Extract every line of the data below that contains the word "misty", matching case exactly. Copy each line in full.

** Start of Source data **

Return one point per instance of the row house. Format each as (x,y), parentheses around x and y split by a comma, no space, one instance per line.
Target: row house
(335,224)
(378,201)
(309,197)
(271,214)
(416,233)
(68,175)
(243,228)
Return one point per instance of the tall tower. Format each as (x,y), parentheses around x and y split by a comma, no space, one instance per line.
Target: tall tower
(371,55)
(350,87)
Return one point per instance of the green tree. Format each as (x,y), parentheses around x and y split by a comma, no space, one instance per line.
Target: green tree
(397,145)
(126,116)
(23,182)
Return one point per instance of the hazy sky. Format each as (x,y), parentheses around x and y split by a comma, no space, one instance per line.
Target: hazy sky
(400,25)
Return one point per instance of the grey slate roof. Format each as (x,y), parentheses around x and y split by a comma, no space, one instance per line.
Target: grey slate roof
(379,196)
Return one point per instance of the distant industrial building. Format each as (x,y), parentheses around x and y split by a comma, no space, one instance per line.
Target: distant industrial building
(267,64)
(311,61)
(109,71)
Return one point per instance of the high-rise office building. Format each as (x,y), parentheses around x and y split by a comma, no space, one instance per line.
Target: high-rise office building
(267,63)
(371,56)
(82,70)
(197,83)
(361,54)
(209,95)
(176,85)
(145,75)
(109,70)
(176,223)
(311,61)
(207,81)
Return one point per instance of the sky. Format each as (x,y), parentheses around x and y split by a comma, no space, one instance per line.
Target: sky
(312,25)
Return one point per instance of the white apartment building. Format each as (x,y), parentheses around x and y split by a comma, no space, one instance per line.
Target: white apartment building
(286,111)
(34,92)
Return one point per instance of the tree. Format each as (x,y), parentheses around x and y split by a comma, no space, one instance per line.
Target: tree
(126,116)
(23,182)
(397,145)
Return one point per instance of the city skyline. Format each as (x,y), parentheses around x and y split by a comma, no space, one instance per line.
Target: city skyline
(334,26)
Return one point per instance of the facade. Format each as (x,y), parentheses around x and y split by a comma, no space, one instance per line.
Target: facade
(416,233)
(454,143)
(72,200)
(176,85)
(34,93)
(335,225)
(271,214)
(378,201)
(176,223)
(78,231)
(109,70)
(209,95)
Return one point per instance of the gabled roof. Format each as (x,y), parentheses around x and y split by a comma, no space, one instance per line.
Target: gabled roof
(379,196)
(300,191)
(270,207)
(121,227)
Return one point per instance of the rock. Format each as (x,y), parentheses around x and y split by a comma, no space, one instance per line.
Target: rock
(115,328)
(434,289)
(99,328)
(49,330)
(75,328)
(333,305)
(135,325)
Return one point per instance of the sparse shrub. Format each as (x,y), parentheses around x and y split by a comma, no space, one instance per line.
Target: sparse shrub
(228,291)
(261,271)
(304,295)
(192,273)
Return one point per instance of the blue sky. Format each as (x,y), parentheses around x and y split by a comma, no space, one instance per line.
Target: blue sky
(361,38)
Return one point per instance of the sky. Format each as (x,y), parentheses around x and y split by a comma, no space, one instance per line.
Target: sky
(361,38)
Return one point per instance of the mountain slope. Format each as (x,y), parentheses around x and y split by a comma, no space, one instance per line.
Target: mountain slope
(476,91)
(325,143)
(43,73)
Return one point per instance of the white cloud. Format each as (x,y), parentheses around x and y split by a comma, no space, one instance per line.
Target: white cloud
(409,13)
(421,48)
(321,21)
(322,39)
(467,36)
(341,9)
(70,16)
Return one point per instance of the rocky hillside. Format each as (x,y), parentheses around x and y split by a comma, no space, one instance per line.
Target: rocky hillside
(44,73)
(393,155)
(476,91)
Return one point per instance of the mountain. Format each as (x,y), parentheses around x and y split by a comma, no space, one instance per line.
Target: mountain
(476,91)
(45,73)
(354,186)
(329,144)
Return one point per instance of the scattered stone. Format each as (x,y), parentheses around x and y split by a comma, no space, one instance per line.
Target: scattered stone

** End of Source data **
** Start of Source data **

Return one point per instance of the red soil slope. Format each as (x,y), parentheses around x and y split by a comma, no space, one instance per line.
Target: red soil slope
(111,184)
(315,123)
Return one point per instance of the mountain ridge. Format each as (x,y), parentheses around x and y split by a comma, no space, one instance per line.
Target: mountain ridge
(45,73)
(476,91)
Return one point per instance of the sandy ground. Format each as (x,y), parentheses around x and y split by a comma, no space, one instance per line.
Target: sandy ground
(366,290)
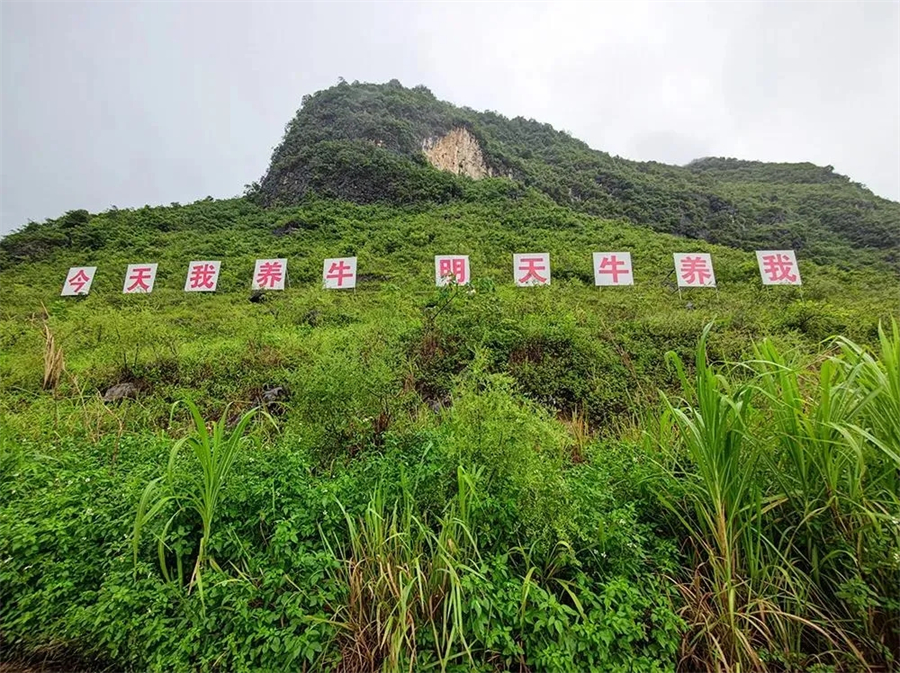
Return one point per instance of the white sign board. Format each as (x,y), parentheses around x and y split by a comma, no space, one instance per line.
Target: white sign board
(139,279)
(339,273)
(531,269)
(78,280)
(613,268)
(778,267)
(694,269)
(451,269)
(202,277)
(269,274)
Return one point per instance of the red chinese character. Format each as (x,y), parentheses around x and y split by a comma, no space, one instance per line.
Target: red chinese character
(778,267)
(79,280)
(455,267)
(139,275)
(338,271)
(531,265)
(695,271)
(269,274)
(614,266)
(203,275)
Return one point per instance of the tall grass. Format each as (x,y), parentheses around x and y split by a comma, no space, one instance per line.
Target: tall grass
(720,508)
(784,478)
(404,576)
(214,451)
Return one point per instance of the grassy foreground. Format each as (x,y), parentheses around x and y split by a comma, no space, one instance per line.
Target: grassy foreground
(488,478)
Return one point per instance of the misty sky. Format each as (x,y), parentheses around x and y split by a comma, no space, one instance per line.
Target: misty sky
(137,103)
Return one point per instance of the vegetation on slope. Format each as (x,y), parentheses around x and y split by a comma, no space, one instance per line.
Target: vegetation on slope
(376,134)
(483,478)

** End of Source data **
** Start of Source data **

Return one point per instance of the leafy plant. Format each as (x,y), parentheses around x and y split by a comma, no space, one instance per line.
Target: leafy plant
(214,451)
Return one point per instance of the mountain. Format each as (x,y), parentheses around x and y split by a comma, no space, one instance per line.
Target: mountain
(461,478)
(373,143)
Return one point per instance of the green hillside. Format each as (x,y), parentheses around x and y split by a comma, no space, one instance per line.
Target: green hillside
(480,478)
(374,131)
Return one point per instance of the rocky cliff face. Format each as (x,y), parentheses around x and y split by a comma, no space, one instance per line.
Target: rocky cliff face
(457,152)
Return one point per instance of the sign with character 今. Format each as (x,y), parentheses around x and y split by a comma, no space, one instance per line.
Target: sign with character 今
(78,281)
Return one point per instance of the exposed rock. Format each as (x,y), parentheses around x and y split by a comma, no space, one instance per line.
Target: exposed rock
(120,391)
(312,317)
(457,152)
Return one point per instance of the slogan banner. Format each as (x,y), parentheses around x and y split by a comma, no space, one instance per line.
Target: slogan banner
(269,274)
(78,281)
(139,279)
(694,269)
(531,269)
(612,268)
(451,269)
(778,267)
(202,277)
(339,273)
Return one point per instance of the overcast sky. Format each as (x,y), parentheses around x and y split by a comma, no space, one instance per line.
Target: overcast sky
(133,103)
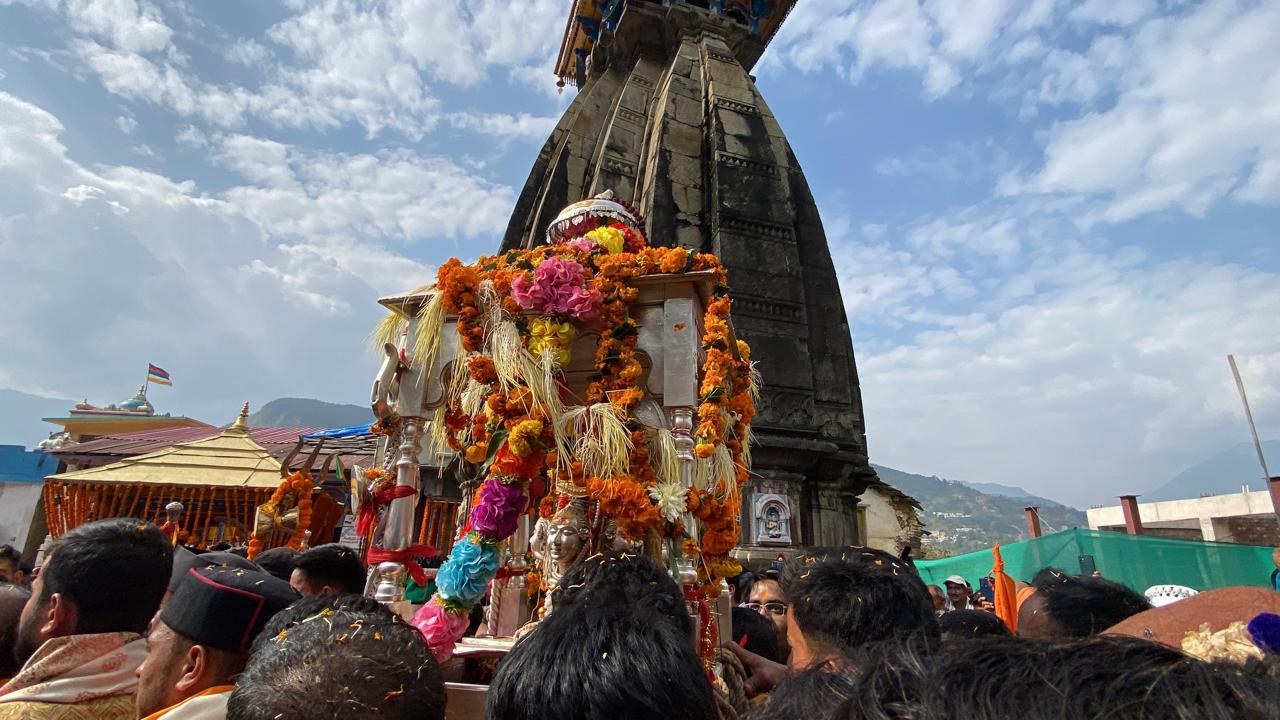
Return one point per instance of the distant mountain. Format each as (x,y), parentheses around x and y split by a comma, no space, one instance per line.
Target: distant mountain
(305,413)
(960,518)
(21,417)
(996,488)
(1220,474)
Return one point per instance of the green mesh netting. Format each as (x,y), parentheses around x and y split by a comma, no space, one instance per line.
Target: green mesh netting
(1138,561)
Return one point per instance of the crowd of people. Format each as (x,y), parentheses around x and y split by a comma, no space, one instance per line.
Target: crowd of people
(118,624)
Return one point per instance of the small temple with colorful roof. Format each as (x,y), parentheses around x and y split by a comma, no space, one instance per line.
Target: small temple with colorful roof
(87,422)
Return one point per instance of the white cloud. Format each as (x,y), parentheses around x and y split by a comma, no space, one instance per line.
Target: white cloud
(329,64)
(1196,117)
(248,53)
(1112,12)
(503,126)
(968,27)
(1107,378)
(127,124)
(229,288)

** End of Source data **

** Result for this exercise **
Return one point per instance of the misty sky. Format each as (x,y), parentheses around x and y split by a comma, no space, one instance per line.
Target: misty sky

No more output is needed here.